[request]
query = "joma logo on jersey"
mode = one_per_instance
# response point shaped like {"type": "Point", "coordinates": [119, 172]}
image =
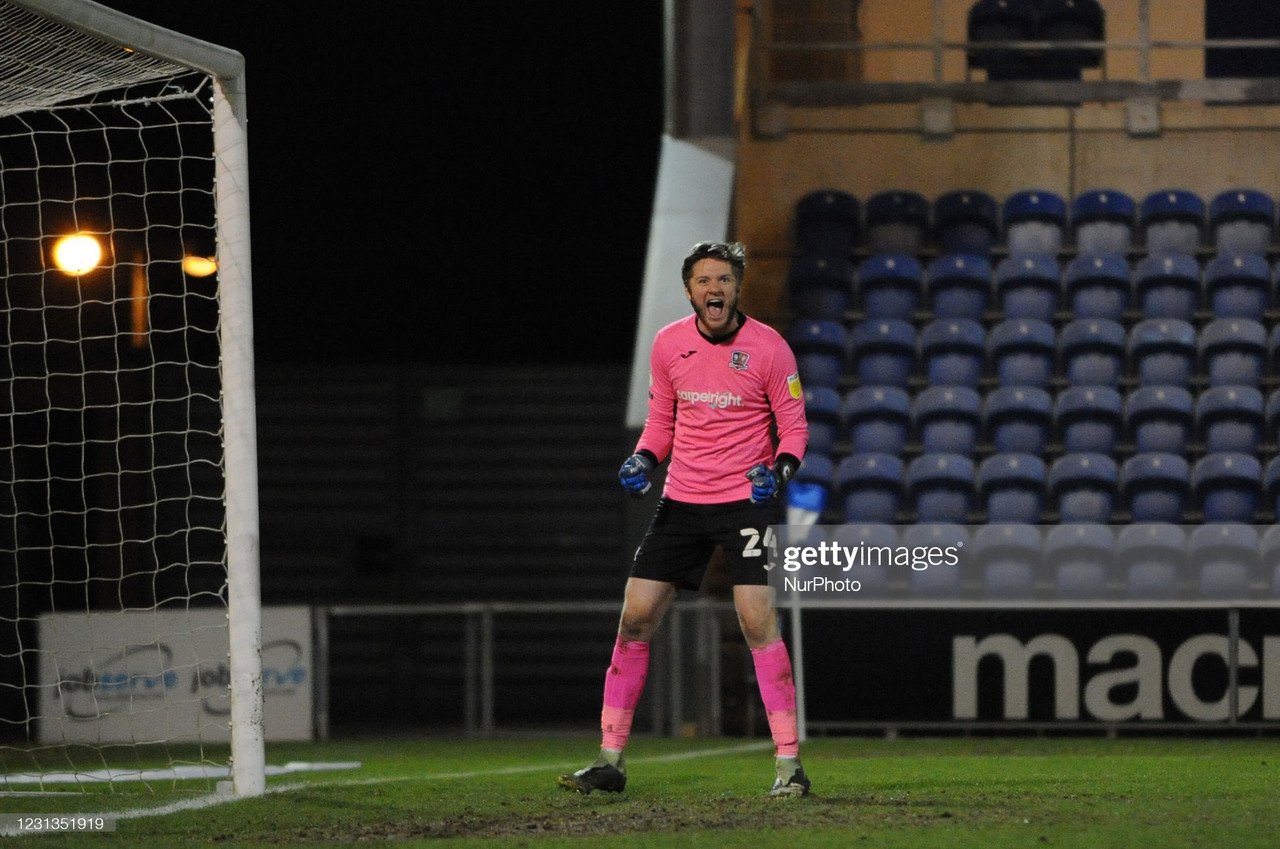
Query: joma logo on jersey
{"type": "Point", "coordinates": [717, 400]}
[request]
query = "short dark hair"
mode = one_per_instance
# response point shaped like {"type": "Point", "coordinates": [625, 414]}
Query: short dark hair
{"type": "Point", "coordinates": [731, 252]}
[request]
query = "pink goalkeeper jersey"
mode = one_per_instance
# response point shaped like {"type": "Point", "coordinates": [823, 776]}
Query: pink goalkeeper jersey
{"type": "Point", "coordinates": [712, 405]}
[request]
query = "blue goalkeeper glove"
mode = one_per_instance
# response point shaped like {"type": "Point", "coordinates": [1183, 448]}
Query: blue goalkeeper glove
{"type": "Point", "coordinates": [766, 482]}
{"type": "Point", "coordinates": [634, 475]}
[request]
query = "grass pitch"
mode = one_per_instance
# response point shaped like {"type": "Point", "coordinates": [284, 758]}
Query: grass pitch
{"type": "Point", "coordinates": [1155, 793]}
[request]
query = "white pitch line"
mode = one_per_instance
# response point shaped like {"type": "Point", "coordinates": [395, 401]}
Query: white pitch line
{"type": "Point", "coordinates": [213, 799]}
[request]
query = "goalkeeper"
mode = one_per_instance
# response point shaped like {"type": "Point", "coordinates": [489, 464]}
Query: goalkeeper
{"type": "Point", "coordinates": [725, 402]}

----------

Only a number is wanted here: how many lines in the entries contain the word "response"?

Result:
7